### Dataset content
■ ■ ■ ■

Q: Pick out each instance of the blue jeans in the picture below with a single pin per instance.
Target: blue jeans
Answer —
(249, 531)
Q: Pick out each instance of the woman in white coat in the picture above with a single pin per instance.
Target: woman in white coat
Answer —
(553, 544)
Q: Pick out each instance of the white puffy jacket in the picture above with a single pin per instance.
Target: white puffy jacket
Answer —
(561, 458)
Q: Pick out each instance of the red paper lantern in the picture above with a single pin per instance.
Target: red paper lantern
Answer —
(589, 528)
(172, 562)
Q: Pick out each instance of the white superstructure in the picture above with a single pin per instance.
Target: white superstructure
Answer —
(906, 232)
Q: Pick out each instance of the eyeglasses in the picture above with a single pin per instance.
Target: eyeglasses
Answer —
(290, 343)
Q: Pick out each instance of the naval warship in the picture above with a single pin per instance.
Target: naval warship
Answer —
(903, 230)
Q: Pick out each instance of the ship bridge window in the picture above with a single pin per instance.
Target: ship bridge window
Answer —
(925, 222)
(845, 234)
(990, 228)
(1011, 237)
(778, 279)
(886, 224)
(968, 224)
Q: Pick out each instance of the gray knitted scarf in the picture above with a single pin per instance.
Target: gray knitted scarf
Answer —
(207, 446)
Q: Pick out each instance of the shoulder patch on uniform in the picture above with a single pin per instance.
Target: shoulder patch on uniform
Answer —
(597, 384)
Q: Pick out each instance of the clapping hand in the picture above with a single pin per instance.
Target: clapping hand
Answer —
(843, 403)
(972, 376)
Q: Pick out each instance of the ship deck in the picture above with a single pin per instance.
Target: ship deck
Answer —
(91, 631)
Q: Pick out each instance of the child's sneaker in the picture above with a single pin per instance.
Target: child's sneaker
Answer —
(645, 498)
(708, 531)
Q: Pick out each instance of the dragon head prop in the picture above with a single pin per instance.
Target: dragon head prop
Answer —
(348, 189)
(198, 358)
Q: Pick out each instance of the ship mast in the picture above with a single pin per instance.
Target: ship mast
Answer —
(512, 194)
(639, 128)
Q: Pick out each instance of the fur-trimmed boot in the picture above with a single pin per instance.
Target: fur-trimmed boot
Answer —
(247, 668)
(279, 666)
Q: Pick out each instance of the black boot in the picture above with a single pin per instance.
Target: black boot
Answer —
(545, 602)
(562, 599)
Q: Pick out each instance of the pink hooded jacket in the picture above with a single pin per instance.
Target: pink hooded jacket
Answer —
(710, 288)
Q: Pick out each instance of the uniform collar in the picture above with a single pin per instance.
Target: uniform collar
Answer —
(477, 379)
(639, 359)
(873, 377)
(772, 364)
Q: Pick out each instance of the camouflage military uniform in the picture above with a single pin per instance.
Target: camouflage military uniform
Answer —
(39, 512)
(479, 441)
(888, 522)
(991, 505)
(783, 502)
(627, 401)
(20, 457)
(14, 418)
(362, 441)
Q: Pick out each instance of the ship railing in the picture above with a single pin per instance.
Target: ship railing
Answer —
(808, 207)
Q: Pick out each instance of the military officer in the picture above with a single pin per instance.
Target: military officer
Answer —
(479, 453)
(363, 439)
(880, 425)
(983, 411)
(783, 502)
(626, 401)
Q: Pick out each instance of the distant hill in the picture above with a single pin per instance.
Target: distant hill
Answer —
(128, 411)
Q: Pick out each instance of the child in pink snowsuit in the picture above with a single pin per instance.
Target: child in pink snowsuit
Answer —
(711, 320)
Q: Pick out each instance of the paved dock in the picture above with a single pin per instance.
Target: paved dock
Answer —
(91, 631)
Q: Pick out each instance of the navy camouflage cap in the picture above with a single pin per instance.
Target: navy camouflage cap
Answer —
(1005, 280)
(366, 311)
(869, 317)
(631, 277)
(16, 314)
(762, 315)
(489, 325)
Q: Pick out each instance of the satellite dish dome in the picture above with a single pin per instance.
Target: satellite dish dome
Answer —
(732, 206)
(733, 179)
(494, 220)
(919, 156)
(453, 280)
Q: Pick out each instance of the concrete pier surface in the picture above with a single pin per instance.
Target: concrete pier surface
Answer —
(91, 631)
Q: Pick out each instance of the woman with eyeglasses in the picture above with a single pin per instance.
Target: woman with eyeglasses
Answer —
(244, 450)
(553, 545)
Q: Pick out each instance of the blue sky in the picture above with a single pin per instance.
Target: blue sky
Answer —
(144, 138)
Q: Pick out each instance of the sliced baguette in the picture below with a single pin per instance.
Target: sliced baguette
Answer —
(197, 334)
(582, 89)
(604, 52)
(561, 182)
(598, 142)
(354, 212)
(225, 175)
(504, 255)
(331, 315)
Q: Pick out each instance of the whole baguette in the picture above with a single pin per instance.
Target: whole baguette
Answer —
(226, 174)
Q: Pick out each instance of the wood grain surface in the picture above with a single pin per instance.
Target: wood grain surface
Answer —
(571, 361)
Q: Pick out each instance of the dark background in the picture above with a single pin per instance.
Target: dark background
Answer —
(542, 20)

■ ■ ■ ■

Repeat each of the entries exactly.

### Task response
Q: Pick out each instance of the blue jeans in the picture below with a single pin per instance.
Target: blue jeans
Answer —
(249, 531)
Q: Pick out each instance of the woman in white coat in the picture above with a single pin per instance.
Target: woman in white coat
Answer —
(553, 544)
Q: Pick out each instance of the white puffy jacket in the picture above with a single pin per instance.
Target: white puffy jacket
Answer —
(561, 458)
Q: Pick out each instance of the red paper lantern in the picture above with a single pin per instance.
Target: red paper lantern
Answer —
(589, 528)
(172, 562)
Q: Pick out each instance of the white superstructure in the picture above with a single pin per instance.
Target: white superstructure
Answer —
(906, 232)
Q: Pick out each instance of the eyeglasses in the picture above with a single pin per instance.
Target: eyeglasses
Answer —
(290, 343)
Q: Pick out each instance of the naval warship in the picture above with a single pin per instance.
Target: naval warship
Answer —
(903, 230)
Q: Pick out each instance of the ship bridge window in the picture above with a single pin per instance.
Target: ship bridge window
Answer —
(925, 222)
(845, 234)
(990, 228)
(1011, 237)
(778, 279)
(886, 224)
(968, 224)
Q: Pick out each instance of the gray knitted scarf in the picture above with a single pin per instance.
Target: gray knitted scarf
Answer —
(207, 446)
Q: Pick out each instance of the shoulder patch on uniform in the picture above with a single pin per instance.
Target: shoulder patch on uniform
Answer —
(597, 384)
Q: Pick out each instance of the clapping hand in the picture above with a single pin per instance.
Target: clapping hand
Answer —
(843, 403)
(972, 376)
Q: Pick out each instance of the ship deck in the picture above with a single pin per instance.
Target: ship deck
Answer —
(91, 631)
Q: Pick out each instance of the child's sneaker in the picture above with a single pin per instance.
Target: child's sneaker
Answer —
(645, 498)
(708, 531)
Q: Pick out each instance of the dragon head prop in the picture above with a single pin per instance.
Target: dragon head prop
Answer —
(348, 189)
(198, 358)
Q: Pick out each instance of the ship mast in the picture above with a single pin per instance.
Target: ship mast
Answer —
(512, 194)
(639, 128)
Q: Pick out each instance of the fur-trimmed boot in the picture above with a single pin per instance.
Target: fur-trimmed boot
Answer —
(247, 668)
(279, 666)
Q: Pick out each instance of the black boot in the picture above with a single pin per instance.
Target: black boot
Answer —
(545, 602)
(562, 599)
Q: Pick out each instance of the pink hooded jacket in the picture above with a single pin per instance.
Target: pink hooded jacket
Answer —
(710, 288)
Q: Pick out each instance of the uniform collar in the picture above with a single pin per instance.
Target: uniform collar
Answer —
(477, 379)
(639, 359)
(873, 377)
(772, 364)
Q: Pick out each instance of the camouflage military uniform in the picture above with a single pin per instance.
Target: camouflage military uniform
Answer —
(39, 512)
(479, 441)
(888, 522)
(991, 505)
(783, 502)
(627, 401)
(20, 457)
(14, 418)
(362, 441)
Q: Pick out each instance of the ship railing in the picture above with a single pin per instance.
Target: ship railing
Answer —
(808, 207)
Q: Pick out each instance of the military officer in the picture above with a single pin per instance.
Target: military officer
Answer —
(479, 453)
(363, 439)
(880, 425)
(983, 411)
(783, 502)
(626, 401)
Q: Pick out each instance of the distant hill in the picture above with a single pin per instance.
Target: distant hill
Answer —
(128, 411)
Q: Pick out each instance of the child in pink snowsuit in the picture above with a single pin per instance.
Target: child in pink snowsuit
Answer —
(711, 320)
Q: Pick out each instance of the paved dock in the picture above with a single pin per instance.
Target: paved dock
Answer —
(91, 631)
Q: Pick out each instance of the navy camouflage cap in the picture above with a single pin per instance.
Target: navy camouflage cap
Answer —
(1005, 280)
(366, 311)
(869, 317)
(631, 277)
(16, 314)
(762, 315)
(489, 325)
Q: Pick out each instance of the satellite dish dome in the picture above with a single pin per instance.
Target: satellite dish dome
Answer —
(732, 206)
(733, 179)
(494, 220)
(919, 156)
(453, 280)
Q: Pick out each instance of the concrete pier surface in the picture above with a single pin per instance.
Target: concrete pier surface
Answer —
(91, 631)
Q: Pick out each instance of the woman with eyeglasses in the picture above with a single pin per instance.
Target: woman with eyeglasses
Answer —
(244, 450)
(553, 545)
Q: Pick out each instance of the blue sky in the picture above with a single pin per instance.
Target: blue sky
Answer —
(144, 138)
Q: Pick out each instance of the sliced baguette in the picture below with a single pin per instance.
Target: sliced baguette
Answer —
(197, 334)
(582, 89)
(604, 52)
(561, 182)
(598, 142)
(354, 212)
(225, 175)
(504, 255)
(331, 315)
Q: Pick out each instance of the whole baguette in the picture above with a single pin per instance.
Target: whole baguette
Answer —
(226, 174)
Q: Pick out each instance of the wood grain surface in the picture above with a single pin per instance.
Target: wood grain surface
Answer —
(571, 361)
Q: Pick out each instance of the dark background in the picture above with a single pin per instance.
Target: dark background
Answer —
(542, 20)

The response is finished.